- WORK TO DO -
Copy the following entries word for word.

Bounding box annotation entries:
+ + + + + + +

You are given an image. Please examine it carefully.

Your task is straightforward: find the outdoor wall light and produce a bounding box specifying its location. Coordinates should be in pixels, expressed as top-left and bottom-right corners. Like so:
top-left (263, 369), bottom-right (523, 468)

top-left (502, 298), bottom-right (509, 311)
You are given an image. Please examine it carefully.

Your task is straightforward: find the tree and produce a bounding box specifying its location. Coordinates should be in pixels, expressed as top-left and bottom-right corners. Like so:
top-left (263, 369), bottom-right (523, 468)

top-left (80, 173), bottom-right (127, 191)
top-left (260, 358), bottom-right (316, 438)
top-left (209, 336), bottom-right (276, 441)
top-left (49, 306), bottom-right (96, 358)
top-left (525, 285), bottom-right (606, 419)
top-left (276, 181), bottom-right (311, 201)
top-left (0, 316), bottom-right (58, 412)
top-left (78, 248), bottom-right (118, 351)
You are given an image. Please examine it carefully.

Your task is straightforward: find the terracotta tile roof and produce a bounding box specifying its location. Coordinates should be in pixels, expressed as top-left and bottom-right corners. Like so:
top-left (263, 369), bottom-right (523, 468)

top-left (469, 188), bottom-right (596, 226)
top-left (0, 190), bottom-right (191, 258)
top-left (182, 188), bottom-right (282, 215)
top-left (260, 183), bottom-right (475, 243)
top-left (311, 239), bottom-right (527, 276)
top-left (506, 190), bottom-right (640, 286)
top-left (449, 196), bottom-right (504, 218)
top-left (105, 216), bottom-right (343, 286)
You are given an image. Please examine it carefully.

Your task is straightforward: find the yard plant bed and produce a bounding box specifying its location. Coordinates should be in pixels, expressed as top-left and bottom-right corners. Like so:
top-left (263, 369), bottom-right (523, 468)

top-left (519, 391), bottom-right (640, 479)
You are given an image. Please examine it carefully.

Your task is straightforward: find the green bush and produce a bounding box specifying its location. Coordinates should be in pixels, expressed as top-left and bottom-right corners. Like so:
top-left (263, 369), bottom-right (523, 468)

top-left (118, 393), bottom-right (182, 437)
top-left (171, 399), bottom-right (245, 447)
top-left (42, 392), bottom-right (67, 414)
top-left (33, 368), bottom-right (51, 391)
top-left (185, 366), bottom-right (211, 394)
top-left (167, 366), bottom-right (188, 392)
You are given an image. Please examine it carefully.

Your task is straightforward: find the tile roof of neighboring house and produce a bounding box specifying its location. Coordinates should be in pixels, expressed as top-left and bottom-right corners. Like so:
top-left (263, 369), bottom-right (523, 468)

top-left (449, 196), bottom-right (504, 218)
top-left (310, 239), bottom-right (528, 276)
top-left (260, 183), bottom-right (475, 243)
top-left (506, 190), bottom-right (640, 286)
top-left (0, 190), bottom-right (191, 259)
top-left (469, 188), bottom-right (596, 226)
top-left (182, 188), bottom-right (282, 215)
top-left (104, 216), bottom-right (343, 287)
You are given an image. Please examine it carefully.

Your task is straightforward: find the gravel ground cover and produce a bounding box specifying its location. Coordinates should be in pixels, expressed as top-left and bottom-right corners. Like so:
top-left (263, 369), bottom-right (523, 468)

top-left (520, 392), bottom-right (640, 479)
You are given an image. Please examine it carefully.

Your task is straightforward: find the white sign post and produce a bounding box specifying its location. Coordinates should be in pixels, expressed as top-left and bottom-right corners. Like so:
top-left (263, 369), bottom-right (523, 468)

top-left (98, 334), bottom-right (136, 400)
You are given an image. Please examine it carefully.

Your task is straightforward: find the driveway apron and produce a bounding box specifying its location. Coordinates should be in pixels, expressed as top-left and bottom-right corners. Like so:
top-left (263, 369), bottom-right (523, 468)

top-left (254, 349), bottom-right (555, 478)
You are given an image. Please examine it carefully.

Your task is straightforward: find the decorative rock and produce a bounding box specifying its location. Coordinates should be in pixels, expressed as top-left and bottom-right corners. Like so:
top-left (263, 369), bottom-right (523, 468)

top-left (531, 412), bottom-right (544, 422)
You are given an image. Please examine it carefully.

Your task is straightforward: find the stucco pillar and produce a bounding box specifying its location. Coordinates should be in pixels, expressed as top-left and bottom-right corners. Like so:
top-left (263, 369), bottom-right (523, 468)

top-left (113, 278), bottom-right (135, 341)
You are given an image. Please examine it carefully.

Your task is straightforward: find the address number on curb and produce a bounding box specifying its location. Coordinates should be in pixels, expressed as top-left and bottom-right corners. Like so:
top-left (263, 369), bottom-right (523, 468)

+ + + + + + +

- EXERCISE OUTPUT -
You are given an image. Please examine it carefully.

Your task is straightforward: find the outdoor wall light and produce a bounding box specifying its location. Coordinates should be in pixels, expressed as top-left and bottom-right corners. Like so:
top-left (263, 369), bottom-right (523, 468)

top-left (502, 298), bottom-right (509, 311)
You are given an image. Please examine it carefully.

Your task is straightforward: find the tree and produce a bounding box specifying its location. Coordinates should be in pixels, expressed as top-left and bottom-right corners. Like so:
top-left (263, 369), bottom-right (523, 468)

top-left (80, 173), bottom-right (127, 191)
top-left (260, 358), bottom-right (316, 438)
top-left (209, 336), bottom-right (276, 441)
top-left (49, 306), bottom-right (96, 358)
top-left (525, 285), bottom-right (606, 419)
top-left (276, 181), bottom-right (311, 201)
top-left (0, 316), bottom-right (58, 412)
top-left (78, 248), bottom-right (118, 351)
You are given an image. Please examine it carefully.

Your task is straightforward: find the terracotta tile roof and produce a bounding box specifying its location. Coordinates should be in pixels, expressed as top-left and bottom-right corners. Like so:
top-left (263, 369), bottom-right (523, 468)

top-left (469, 188), bottom-right (596, 226)
top-left (0, 190), bottom-right (191, 258)
top-left (182, 188), bottom-right (282, 215)
top-left (260, 183), bottom-right (475, 243)
top-left (311, 239), bottom-right (527, 276)
top-left (506, 190), bottom-right (640, 286)
top-left (449, 196), bottom-right (504, 218)
top-left (105, 216), bottom-right (343, 286)
You are given an image. Please examine it carefully.

Your task is straightforward: find the yard plant bed and produce a bounding box specifying its location. Coordinates should be in pixels, expressed as top-left and bottom-right corners. Like so:
top-left (263, 369), bottom-right (523, 468)

top-left (519, 391), bottom-right (640, 479)
You are given an image. Please examine it carefully.

Your task is straightforward: find the green bush and produce a bounding box specifying its location. Coordinates should be in pixels, expressed as top-left and bottom-right corners. Like so:
top-left (263, 369), bottom-right (523, 468)

top-left (118, 393), bottom-right (182, 437)
top-left (171, 399), bottom-right (245, 447)
top-left (42, 392), bottom-right (67, 414)
top-left (33, 368), bottom-right (51, 391)
top-left (185, 366), bottom-right (211, 394)
top-left (167, 366), bottom-right (188, 392)
You are given an image. Please examine it carefully.

Your task is straightforward: find the tile roof of neighboring house and produce a bounding box specifying its location. Coordinates should be in pixels, expressed as top-left and bottom-right corners. Like so:
top-left (263, 369), bottom-right (523, 468)

top-left (449, 196), bottom-right (504, 218)
top-left (310, 239), bottom-right (528, 276)
top-left (260, 183), bottom-right (475, 243)
top-left (506, 190), bottom-right (640, 286)
top-left (0, 190), bottom-right (191, 259)
top-left (469, 188), bottom-right (596, 226)
top-left (182, 188), bottom-right (282, 215)
top-left (104, 216), bottom-right (343, 287)
You are given an image. Please examine it carefully.

Your task is straightforward: find the gravel ground cover and produce a bounding box specifying its location. Coordinates should be in pixels, expressed as top-left and bottom-right corners. Like so:
top-left (263, 369), bottom-right (523, 468)

top-left (520, 392), bottom-right (640, 479)
You are given an image. Please examine it carefully.

Your task is straightforward: find the white sign post and produce a bounding box specifying its location. Coordinates should be in pixels, expressed as top-left and bottom-right corners. Like so:
top-left (263, 369), bottom-right (523, 468)

top-left (98, 334), bottom-right (136, 400)
You are given an image. Please examine it carefully.

Your task is straightforward: find the driveway apron and produce a bounding box specifying its location. Coordinates should be in pixels, expressed as top-left and bottom-right corners. Like so:
top-left (263, 369), bottom-right (523, 468)

top-left (254, 349), bottom-right (555, 478)
You are given an image. Please examine it carefully.

Your task is straightforward: find the decorative rock and produce a bounding box specifying its location. Coordinates should be in pixels, expressed as top-left and bottom-right corners. Like so:
top-left (263, 369), bottom-right (523, 468)

top-left (531, 412), bottom-right (544, 422)
You are given an image. Please examine it carefully.

Your task is straightforward: find the stucco pillar and produce a bounding box specifying its location. Coordinates should be in pixels, expressed as top-left and bottom-right corners. Like so:
top-left (263, 369), bottom-right (523, 468)

top-left (113, 278), bottom-right (135, 341)
You are given an image. Please examine it carefully.

Your task is straightforward: find the address number on curb and produce a bounding box specifying its location. Coordinates should be in pixels, expressed as top-left and bottom-right corners. Like so:
top-left (263, 369), bottom-right (523, 468)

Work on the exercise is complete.